The required answer is an exact copy of the records below, without pictures.

Images for object localization:
────────

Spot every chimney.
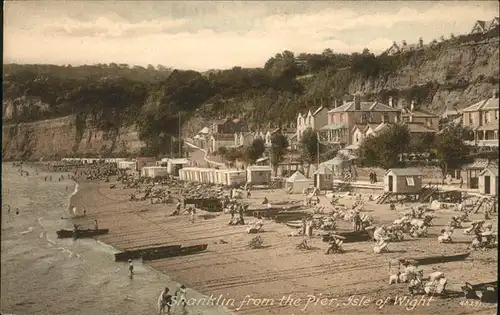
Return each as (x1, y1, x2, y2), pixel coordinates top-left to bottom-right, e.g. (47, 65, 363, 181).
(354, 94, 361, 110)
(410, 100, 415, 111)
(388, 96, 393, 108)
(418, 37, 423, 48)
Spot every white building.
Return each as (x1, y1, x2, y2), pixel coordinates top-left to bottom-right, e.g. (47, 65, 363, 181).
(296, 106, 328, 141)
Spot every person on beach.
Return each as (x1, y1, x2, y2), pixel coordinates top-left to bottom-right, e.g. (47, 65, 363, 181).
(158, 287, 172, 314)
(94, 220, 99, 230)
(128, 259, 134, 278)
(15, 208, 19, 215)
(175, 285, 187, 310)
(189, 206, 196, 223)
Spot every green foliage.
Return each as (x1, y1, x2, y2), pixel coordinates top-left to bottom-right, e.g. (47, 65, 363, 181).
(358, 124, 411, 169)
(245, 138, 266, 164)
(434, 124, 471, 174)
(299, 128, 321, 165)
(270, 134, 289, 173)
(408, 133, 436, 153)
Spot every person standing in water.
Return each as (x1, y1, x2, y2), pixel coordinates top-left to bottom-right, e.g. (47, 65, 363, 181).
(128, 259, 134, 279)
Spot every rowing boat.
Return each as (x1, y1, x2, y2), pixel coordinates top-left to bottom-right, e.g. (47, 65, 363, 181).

────────

Task answer:
Spot every chimney.
Return each as (x1, y1, x2, y2), pixel coordinates top-left to bottom-right, e.g. (47, 65, 363, 181).
(354, 94, 361, 110)
(410, 100, 415, 111)
(388, 96, 393, 108)
(418, 37, 423, 48)
Spot every white building.
Return each as (x1, y1, x2, y2), pixel coordinates top-left to bottom-right, e.g. (47, 65, 363, 181).
(296, 106, 328, 141)
Spot every person on beach.
Return each as (x1, y1, x2, y2), pixel coordinates top-left to bottom-right, e.g. (47, 65, 363, 181).
(158, 287, 172, 314)
(94, 220, 99, 230)
(128, 259, 134, 278)
(15, 208, 19, 215)
(175, 285, 187, 310)
(189, 206, 196, 223)
Spot every green foliage.
Return each as (x1, y1, x2, y2), pixel coordinates top-left to bottom-right, e.g. (47, 65, 363, 181).
(358, 124, 411, 169)
(245, 138, 266, 164)
(434, 124, 471, 174)
(299, 128, 321, 165)
(270, 134, 289, 173)
(408, 133, 436, 153)
Spot every person standing in water.
Return each as (x1, y1, x2, y2), pixel coordinates top-left to bottom-right, e.g. (47, 65, 363, 181).
(128, 259, 134, 279)
Spot every rowing boat.
Return each as (x1, y1, x2, y2), pixel coordinates top-left to bottom-right, e.g. (47, 65, 363, 181).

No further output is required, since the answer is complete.